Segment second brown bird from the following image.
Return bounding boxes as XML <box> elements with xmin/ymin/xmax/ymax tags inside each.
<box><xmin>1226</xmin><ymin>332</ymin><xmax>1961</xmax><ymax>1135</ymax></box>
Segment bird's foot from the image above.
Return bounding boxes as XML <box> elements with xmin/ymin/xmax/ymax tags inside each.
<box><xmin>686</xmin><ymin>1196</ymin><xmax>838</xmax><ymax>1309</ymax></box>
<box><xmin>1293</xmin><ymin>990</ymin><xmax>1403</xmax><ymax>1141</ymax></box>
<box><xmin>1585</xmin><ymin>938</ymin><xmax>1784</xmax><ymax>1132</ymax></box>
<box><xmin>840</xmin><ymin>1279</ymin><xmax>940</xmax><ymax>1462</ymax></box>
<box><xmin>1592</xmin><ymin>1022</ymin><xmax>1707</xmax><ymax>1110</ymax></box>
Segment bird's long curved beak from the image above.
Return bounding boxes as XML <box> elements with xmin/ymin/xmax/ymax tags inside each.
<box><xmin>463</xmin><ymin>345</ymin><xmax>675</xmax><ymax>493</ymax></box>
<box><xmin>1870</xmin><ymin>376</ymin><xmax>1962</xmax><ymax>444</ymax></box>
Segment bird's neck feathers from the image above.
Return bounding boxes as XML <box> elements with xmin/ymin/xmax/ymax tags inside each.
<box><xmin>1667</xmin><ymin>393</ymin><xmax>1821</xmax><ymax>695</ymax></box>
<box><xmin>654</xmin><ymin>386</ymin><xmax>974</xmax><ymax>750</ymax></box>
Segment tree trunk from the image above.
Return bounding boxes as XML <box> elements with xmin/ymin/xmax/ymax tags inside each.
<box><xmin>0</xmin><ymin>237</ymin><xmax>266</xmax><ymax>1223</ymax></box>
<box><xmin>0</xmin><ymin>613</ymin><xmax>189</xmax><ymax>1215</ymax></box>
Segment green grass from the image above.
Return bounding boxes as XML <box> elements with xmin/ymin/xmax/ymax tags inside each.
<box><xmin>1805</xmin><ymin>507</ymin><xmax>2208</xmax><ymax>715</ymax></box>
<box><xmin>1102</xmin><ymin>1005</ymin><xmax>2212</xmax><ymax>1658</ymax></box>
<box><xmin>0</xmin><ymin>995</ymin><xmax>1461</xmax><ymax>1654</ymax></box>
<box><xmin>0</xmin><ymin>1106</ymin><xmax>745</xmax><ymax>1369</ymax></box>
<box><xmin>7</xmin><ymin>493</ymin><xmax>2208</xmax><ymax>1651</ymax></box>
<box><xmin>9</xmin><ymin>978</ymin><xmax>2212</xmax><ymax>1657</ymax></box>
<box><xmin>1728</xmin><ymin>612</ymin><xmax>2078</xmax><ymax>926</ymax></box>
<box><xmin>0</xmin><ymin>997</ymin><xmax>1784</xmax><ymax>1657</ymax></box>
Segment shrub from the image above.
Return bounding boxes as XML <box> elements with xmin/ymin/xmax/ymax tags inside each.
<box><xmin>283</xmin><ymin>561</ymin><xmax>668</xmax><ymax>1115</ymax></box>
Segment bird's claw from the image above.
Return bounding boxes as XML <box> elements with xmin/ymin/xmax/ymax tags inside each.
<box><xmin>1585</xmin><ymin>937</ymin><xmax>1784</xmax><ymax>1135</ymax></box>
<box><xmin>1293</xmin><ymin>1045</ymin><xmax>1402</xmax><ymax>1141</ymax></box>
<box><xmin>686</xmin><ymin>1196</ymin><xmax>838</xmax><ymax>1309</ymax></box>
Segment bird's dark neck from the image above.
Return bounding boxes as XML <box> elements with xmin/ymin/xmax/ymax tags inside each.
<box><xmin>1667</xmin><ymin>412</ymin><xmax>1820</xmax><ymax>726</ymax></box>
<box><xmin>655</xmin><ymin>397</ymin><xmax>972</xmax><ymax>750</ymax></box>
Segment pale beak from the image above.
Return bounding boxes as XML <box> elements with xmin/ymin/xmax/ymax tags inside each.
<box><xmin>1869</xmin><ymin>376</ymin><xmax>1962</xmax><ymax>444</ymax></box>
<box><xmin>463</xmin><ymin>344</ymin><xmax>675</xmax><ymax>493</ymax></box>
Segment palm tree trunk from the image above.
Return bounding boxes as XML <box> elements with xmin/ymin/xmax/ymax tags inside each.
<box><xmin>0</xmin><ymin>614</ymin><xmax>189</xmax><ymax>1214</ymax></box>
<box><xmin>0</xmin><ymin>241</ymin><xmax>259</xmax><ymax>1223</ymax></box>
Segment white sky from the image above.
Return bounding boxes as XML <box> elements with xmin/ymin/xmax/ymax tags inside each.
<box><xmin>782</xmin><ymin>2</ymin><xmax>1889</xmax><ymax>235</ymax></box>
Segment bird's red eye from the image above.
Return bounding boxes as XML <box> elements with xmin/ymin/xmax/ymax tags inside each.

■ **EXERCISE**
Copy out the data above word for word, starting at its first line and ending with the line that contains "Segment bird's foot from the image above.".

■ **OUTPUT BELOW**
Segment second brown bird from the following image.
Return bounding boxes as XML <box> elements with xmin/ymin/xmax/ymax tags inside each.
<box><xmin>1226</xmin><ymin>332</ymin><xmax>1961</xmax><ymax>1135</ymax></box>
Segment bird's foot from the image above.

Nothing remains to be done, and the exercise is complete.